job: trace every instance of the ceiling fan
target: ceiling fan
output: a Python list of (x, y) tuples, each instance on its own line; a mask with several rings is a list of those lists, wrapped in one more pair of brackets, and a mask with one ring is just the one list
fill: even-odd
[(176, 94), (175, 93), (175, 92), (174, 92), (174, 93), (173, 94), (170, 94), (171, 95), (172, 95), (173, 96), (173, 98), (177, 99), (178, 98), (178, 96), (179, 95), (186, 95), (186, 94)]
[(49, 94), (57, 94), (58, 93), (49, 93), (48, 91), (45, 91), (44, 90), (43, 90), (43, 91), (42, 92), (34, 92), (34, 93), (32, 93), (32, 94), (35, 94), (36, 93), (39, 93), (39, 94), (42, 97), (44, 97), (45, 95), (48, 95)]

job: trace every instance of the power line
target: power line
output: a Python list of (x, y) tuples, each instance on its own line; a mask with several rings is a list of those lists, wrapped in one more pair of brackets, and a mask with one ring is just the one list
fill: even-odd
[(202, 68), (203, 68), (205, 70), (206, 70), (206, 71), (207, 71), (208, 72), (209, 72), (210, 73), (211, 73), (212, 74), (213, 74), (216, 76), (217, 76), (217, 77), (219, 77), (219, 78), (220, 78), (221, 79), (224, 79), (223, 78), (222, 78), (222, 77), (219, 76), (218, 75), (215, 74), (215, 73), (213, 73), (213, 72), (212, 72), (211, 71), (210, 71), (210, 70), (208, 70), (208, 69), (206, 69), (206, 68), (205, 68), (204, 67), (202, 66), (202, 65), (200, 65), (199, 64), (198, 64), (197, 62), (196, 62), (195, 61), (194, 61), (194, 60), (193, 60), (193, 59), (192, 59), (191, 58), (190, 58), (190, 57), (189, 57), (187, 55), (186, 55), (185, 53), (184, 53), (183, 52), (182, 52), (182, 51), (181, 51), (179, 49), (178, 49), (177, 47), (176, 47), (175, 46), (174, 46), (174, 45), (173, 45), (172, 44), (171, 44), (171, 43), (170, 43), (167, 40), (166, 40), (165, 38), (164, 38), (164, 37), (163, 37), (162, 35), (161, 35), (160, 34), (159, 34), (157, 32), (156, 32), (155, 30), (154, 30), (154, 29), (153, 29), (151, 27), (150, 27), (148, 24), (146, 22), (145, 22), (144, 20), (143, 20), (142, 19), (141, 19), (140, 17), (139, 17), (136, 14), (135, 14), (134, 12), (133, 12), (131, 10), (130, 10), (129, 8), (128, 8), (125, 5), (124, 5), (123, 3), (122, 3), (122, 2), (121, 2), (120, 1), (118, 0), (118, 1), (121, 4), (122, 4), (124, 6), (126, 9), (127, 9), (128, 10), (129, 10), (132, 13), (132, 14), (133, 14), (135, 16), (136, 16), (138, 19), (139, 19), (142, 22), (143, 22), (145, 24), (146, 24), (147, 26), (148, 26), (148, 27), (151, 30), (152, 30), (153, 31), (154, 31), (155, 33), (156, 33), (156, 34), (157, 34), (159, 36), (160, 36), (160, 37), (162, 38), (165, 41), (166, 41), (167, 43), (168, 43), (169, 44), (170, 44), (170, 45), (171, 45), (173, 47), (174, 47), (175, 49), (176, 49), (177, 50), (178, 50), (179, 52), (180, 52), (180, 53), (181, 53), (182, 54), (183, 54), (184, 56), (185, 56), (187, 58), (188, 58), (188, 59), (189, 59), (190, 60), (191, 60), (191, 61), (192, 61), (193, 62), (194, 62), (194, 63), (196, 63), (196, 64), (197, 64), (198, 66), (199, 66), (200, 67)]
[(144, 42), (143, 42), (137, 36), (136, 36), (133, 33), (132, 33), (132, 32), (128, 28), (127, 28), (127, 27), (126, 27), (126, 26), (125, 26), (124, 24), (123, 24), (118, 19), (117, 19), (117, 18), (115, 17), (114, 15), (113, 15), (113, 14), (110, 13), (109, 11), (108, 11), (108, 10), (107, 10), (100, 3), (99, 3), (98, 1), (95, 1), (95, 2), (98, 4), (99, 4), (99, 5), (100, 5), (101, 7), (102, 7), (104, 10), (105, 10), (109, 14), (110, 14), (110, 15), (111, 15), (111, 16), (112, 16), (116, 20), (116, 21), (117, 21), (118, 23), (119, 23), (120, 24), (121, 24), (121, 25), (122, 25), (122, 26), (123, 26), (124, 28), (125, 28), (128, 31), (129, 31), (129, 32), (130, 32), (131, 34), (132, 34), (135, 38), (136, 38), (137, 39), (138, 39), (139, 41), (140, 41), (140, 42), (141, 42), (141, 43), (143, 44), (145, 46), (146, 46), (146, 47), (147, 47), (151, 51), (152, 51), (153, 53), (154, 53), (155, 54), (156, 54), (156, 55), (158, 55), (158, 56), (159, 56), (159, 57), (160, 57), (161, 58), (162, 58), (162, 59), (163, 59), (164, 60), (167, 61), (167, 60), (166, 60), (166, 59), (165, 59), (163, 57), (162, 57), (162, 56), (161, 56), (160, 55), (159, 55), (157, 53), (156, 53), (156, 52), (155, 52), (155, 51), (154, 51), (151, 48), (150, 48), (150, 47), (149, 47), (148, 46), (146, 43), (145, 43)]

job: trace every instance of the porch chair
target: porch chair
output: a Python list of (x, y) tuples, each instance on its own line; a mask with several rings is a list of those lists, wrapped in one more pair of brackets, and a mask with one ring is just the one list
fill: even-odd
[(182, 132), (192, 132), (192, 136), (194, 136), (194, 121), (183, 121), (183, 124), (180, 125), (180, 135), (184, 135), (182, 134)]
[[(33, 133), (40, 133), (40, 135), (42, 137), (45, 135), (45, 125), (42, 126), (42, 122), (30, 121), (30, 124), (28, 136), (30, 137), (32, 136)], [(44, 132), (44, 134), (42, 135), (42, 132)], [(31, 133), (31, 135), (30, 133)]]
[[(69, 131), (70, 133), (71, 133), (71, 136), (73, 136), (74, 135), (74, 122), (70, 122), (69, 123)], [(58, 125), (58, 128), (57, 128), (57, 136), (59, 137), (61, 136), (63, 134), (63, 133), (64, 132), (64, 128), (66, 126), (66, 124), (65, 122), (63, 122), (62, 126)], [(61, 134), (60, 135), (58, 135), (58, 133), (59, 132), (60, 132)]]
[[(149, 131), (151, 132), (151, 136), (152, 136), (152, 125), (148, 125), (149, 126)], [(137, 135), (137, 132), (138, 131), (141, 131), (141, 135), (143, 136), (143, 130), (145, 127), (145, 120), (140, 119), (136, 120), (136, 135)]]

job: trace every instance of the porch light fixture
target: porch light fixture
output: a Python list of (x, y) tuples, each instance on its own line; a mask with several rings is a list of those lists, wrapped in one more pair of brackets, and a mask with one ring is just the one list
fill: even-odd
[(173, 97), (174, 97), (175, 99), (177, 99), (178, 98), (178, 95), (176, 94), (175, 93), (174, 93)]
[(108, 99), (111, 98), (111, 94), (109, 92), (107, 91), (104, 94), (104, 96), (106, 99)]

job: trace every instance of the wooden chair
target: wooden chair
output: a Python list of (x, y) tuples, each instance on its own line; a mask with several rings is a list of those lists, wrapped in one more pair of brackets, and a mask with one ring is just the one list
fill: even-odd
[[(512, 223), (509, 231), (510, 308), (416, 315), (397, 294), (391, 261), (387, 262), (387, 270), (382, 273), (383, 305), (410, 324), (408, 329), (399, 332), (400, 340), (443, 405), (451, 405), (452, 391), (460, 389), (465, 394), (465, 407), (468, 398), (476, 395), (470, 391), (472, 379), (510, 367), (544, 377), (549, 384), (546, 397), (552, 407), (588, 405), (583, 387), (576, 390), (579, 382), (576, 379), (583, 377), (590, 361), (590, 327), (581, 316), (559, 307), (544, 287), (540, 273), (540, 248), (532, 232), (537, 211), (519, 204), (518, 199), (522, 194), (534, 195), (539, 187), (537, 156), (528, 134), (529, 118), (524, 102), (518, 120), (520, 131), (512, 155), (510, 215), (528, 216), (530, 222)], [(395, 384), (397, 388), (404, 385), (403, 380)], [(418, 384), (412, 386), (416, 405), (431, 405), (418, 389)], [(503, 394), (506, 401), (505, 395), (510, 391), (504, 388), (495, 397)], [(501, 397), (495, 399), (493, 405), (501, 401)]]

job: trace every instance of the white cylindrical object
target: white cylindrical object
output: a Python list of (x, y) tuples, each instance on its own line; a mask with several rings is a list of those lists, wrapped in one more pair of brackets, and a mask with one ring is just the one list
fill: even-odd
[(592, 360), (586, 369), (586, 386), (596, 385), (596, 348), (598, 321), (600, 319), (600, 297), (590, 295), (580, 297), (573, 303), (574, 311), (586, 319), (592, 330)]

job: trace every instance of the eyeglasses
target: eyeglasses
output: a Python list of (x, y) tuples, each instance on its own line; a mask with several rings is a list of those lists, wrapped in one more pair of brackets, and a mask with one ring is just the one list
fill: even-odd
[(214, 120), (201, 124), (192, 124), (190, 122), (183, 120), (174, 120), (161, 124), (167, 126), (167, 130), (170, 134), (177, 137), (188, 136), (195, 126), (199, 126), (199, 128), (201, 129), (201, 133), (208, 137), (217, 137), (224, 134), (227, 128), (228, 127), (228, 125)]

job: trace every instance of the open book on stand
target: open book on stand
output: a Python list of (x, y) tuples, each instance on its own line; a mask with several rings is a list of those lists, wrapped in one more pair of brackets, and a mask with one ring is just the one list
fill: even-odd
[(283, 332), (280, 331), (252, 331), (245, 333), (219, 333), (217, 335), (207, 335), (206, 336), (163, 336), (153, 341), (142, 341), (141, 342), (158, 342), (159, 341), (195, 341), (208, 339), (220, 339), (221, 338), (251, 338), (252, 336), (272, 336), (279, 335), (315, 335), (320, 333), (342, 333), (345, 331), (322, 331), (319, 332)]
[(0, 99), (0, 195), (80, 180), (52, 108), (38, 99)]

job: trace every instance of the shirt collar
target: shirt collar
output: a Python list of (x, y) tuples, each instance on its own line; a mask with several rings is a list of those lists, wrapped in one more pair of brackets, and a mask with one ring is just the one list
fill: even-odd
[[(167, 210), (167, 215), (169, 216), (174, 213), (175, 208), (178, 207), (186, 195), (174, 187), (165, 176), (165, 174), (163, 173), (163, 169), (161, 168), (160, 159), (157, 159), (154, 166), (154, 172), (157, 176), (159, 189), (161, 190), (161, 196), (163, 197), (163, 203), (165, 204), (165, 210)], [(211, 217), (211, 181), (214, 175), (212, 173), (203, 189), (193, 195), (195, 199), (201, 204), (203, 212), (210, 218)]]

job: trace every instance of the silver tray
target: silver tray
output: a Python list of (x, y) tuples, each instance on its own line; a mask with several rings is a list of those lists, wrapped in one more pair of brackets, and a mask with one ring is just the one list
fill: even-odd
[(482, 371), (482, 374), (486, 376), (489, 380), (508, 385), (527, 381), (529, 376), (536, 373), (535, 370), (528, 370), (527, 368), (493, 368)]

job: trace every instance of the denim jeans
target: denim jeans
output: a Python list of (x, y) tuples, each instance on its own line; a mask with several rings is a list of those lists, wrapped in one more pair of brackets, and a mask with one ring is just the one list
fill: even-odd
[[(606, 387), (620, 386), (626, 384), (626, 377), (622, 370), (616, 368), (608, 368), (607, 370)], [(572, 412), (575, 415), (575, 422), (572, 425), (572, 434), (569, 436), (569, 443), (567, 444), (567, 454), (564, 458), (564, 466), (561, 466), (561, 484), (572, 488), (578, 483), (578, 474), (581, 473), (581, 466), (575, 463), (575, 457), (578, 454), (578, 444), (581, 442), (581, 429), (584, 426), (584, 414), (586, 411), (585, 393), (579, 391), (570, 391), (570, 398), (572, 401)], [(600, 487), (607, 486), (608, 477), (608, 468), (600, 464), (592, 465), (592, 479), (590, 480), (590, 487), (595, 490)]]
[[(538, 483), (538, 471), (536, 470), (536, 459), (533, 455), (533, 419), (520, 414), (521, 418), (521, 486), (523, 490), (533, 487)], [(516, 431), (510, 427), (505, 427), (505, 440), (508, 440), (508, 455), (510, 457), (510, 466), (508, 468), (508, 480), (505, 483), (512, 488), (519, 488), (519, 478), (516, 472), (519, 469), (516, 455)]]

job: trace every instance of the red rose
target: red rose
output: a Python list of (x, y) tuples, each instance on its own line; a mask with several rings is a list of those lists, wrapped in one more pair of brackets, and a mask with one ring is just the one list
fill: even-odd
^^^^^^^^
Reproduce verbatim everything from the beginning of the material down to the line containing "95), (48, 95)]", including that line.

● Output
job: trace every instance of the ceiling fan
target: ceiling fan
output: a Python list of (x, y) tuples, each instance on its own line; a mask with several rings is a list of those lists, wrapped in one more pair of brackets, and a mask with one ring is just the one list
fill: even-odd
[(176, 94), (175, 93), (175, 92), (174, 92), (174, 93), (173, 94), (170, 94), (171, 95), (172, 95), (173, 96), (173, 98), (177, 99), (178, 98), (178, 96), (179, 95), (186, 95), (186, 94)]
[(49, 94), (57, 94), (58, 93), (49, 93), (48, 91), (45, 91), (44, 90), (43, 90), (43, 91), (42, 92), (34, 92), (34, 93), (32, 93), (32, 94), (35, 94), (36, 93), (39, 93), (39, 94), (42, 97), (44, 97), (45, 95), (48, 95)]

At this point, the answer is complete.